■ **Questions**
A. According to the Amazon synod article, how many indigenous people are estimated to live in Brazil?
B. Pick up the Amazon synod article after its final sentence and continue it.

■ **Reading text**
On Monday, the Vatican released the long-awaited working document for this year’s Amazon synod. Journalists immediately scanned the text for references to married priests: the proposal that overshadows the synod, which will take place in Rome on October 6-27.
It is widely believed that at the synod’s conclusion participants will appeal to the Pope to permit the ordination of married men in the Amazon region on an ad experimentum basis. It is thought that the Holy Father will approve the request.
The instrumentum laboris issued on Monday sheds light on the matter. The 45-page document says: “Communities have difficulty celebrating the Eucharist frequently because of the lack of priests … Therefore, it is requested that, instead of leaving communities without Eucharist, the criteria for selecting and preparing the authorised ministers to celebrate it should be changed.” The proposal is therefore still very much on the table.
The text, which will guide discussion in October, describes the pastoral situation in Amazonia, a remote and densely forested area that stretches across nine Latin American countries: Brazil, Peru, Colombia, Venezuela, Ecuador, Bolivia, Guyana, Suriname and French Guiana. The region is of global significance because it contains one in 10 of the known animal species on earth and encompasses the world’s largest stretch of tropical rainforest. According to the World Wide Fund for Nature, “There is a clear link between the health of the Amazon and the health of the planet … Deforestation may release significant amounts of carbon, which could have catastrophic consequences around the world.”
Not surprisingly, the working document expresses grave concern about the exploitation of an area that Pope Francis has called “lung” of the world. (It is interesting to recall in passing that Francis himself lost part of a lung after a teenage infection.)
But the text is not only concerned with looming ecological disaster. It is also preoccupied with the plight of the Amazon’s indigenous population. The largest community is in Brazil, where there are an estimated 310,000 indigenous people, speaking a remarkable 195 different languages. Yet today they have legally guaranteed rights to only 20 per cent of the land in the Brazilian Amazon. The synod will discuss how the Church can deepen the Christian life of this remote community, without trampling upon their ancient traditions, and defend their land against commercial incursions.

■ **Data extracts**

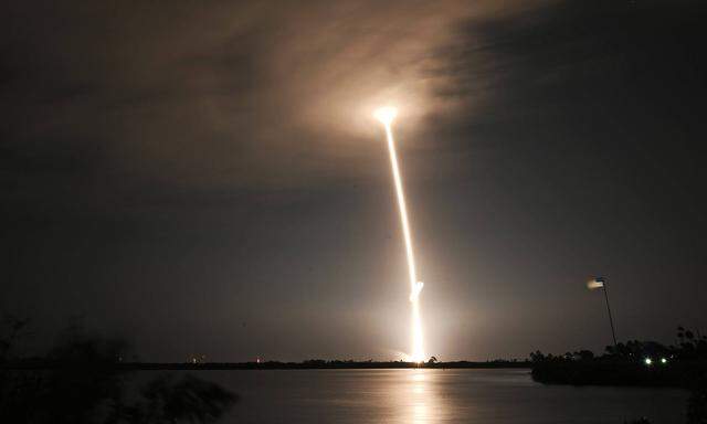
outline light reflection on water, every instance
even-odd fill
[[[200,371],[241,396],[223,423],[682,423],[678,390],[542,385],[528,370]]]

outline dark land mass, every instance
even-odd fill
[[[678,343],[630,340],[560,356],[530,353],[532,379],[547,384],[707,386],[707,336],[677,328]]]
[[[24,360],[3,364],[6,369],[15,370],[42,370],[42,369],[71,369],[71,368],[110,368],[126,371],[139,370],[377,370],[377,369],[497,369],[497,368],[525,368],[530,369],[528,361],[486,361],[486,362],[373,362],[373,361],[327,361],[309,360],[304,362],[50,362]]]

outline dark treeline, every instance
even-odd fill
[[[212,423],[236,401],[233,393],[192,375],[158,375],[138,384],[113,367],[127,350],[120,339],[72,326],[42,357],[65,367],[18,369],[28,321],[4,320],[0,332],[0,423]],[[35,359],[36,360],[36,359]]]
[[[532,379],[547,384],[675,386],[689,390],[688,424],[707,423],[707,336],[677,328],[674,344],[630,340],[602,354],[530,353]],[[636,421],[647,423],[647,421]]]

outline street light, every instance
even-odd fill
[[[603,289],[604,299],[606,300],[606,311],[609,312],[609,325],[611,326],[611,336],[614,339],[614,348],[616,347],[616,331],[614,330],[614,320],[611,317],[611,307],[609,306],[609,294],[606,293],[606,279],[604,277],[594,277],[587,282],[587,287],[590,290],[594,290],[598,288]]]

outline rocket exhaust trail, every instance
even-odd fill
[[[392,108],[381,108],[376,113],[376,117],[386,127],[386,138],[388,140],[388,150],[390,152],[390,165],[393,171],[393,180],[395,183],[395,193],[398,197],[398,208],[400,209],[400,221],[402,223],[402,234],[405,242],[405,253],[408,256],[408,274],[410,276],[410,303],[412,304],[412,352],[411,359],[414,362],[424,360],[424,351],[422,348],[422,320],[420,317],[420,292],[423,283],[418,282],[418,273],[415,268],[415,257],[412,250],[412,236],[410,235],[410,222],[408,220],[408,206],[405,205],[405,194],[402,188],[402,178],[400,177],[400,167],[398,166],[398,155],[395,152],[395,141],[392,131],[392,120],[395,110]]]

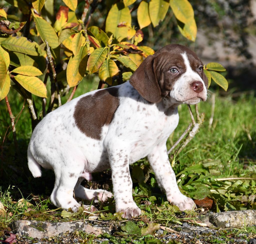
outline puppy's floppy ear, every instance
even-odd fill
[[[155,56],[147,57],[130,78],[130,83],[142,97],[149,102],[155,103],[161,100],[161,91],[154,65]]]

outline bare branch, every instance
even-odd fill
[[[173,150],[174,148],[177,146],[177,145],[180,143],[180,141],[183,139],[183,138],[186,135],[188,132],[190,130],[190,129],[192,126],[192,123],[190,123],[188,125],[188,128],[186,129],[186,130],[183,132],[183,134],[180,136],[179,138],[178,139],[177,141],[173,145],[172,147],[168,151],[167,153],[168,154],[169,154]]]

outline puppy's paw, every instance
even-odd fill
[[[105,202],[108,200],[108,197],[111,198],[113,197],[113,194],[109,191],[101,189],[97,190],[97,196],[94,198],[94,202]]]
[[[123,213],[122,217],[125,218],[131,218],[133,217],[136,217],[141,214],[141,210],[137,206],[117,210],[116,212]]]

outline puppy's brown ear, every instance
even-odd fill
[[[155,103],[162,99],[161,92],[155,70],[154,56],[147,57],[130,78],[130,83],[142,97],[149,102]]]

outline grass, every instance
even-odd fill
[[[85,81],[79,85],[76,96],[96,88],[97,85],[97,80]],[[8,97],[13,113],[18,117],[17,115],[24,101],[14,90],[10,94]],[[40,100],[35,99],[39,107]],[[62,102],[65,102],[64,99]],[[61,210],[56,210],[51,204],[49,198],[54,183],[52,172],[44,170],[42,177],[34,179],[28,170],[26,149],[31,130],[29,112],[25,105],[16,125],[19,151],[17,154],[15,152],[11,132],[9,128],[7,130],[10,123],[6,106],[4,101],[0,102],[0,123],[2,125],[0,129],[0,136],[2,140],[5,138],[3,144],[1,144],[0,156],[2,161],[0,164],[0,201],[5,206],[7,214],[6,217],[0,218],[0,226],[5,228],[10,222],[16,219],[54,222],[88,219],[88,215],[82,211],[73,215],[67,215],[66,213],[65,215]],[[213,199],[214,204],[211,206],[212,211],[256,209],[255,181],[251,179],[256,178],[256,117],[253,112],[255,106],[256,97],[252,93],[241,93],[235,99],[232,94],[225,97],[217,95],[213,122],[209,128],[211,100],[200,103],[199,111],[205,114],[204,122],[192,141],[175,156],[174,170],[181,190],[187,196],[199,201],[206,197]],[[179,109],[179,123],[168,142],[168,149],[191,121],[186,105],[180,106]],[[170,155],[171,161],[172,156]],[[195,220],[199,219],[202,212],[182,213],[169,204],[158,188],[154,175],[146,159],[139,160],[131,167],[131,173],[134,200],[142,210],[143,217],[136,221],[124,222],[120,215],[114,213],[113,199],[109,203],[96,206],[100,210],[98,221],[107,221],[108,226],[119,233],[118,234],[116,231],[111,236],[106,234],[102,237],[102,240],[106,238],[114,243],[125,243],[132,240],[134,243],[160,243],[157,242],[156,236],[152,235],[153,228],[149,223],[159,225],[155,226],[156,229],[159,226],[171,228],[178,226],[184,222],[196,225]],[[95,174],[94,176],[99,180],[100,184],[95,185],[93,182],[90,183],[91,185],[101,187],[100,181],[103,178],[106,180],[111,190],[109,171]],[[105,185],[105,182],[102,183]],[[21,206],[20,203],[19,205],[18,200],[22,198],[33,205],[24,204]],[[125,234],[129,229],[127,225],[133,224],[127,223],[130,222],[138,228],[134,227],[138,234],[127,235]],[[97,221],[93,223],[98,223]],[[122,225],[123,228],[120,229]],[[249,230],[245,228],[227,231],[228,233],[224,230],[218,232],[218,235],[224,238],[223,243],[227,242],[228,238],[237,237],[241,233],[245,235],[249,231],[251,235],[256,236],[255,228]],[[142,236],[142,231],[146,234]],[[147,234],[148,232],[149,234]],[[166,234],[165,231],[164,234]],[[88,243],[93,243],[96,239],[93,235],[79,232],[72,235],[74,238],[77,236],[79,239],[87,238]],[[218,241],[212,237],[205,238],[208,238],[209,243]],[[195,238],[196,243],[196,237]]]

■ **Answers to the tasks**
A. An estimated 310,000.

B.
The synod’s organisers appear to believe that the greatest obstacle to the evangelisation of the Amazon is a lack of local priests. The region is still heavily reliant on missionaries and indeed its bishops have in recent years come from across the world. The eye-wateringly wealthy German Church, for example, sends not only clergy but also generous sums of money to the region. Outspoken German churchmen hope that the synod will call for married priests, so they will be able to petition for them too, as Germany is suffering from a similar dearth of vocations. Bishop Franz-Josef Overbeck, head of the German bishops’ Latin America commission, predicts that the synod will lead the Church to a “point of no return” and that “nothing will be the same as it was” after October.
But it would be a pity if the synod were driven by European agendas. Married priests are, in any case, unlikely to be a magic bullet for the evangelisation of a region as remote and complex as the Amazon. The synod fathers must assess whether the Church’s traditional approach to mission, which has served it well in Africa and parts of Asia, is unsuitable for the Amazon. Is it truly impossible to cultivate sufficient celibate vocations among indigenous peoples? Is the ordination of married men only a regional matter, or a universal one that should be discussed by bishops from all over the world?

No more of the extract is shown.